**Given instruction**
Show each line of the material below that contains the word "coordinates", copied out in full.

**Data listing**
**********

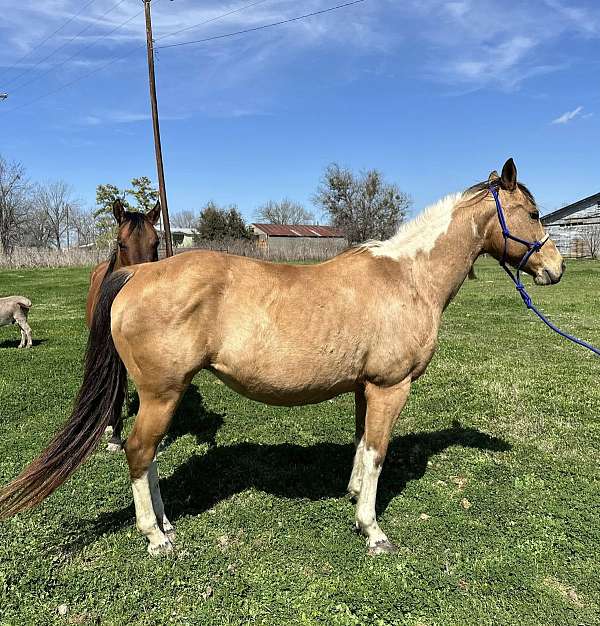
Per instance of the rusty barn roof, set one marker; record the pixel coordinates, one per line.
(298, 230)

**********

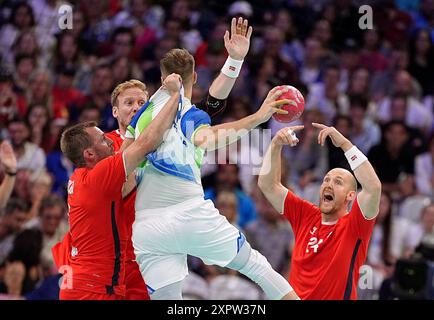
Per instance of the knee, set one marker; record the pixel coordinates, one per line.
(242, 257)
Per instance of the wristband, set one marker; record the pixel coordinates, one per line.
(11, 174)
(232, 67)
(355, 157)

**********

**Answer to the exercise**
Per instance of the rusty barn roof, set one marker; record the pixel coordinates, one per line.
Per instance of the knee, set one marker; record the pixel coordinates, one per line.
Per instance of the wristband, set one marker; record the pixel coordinates, one per line.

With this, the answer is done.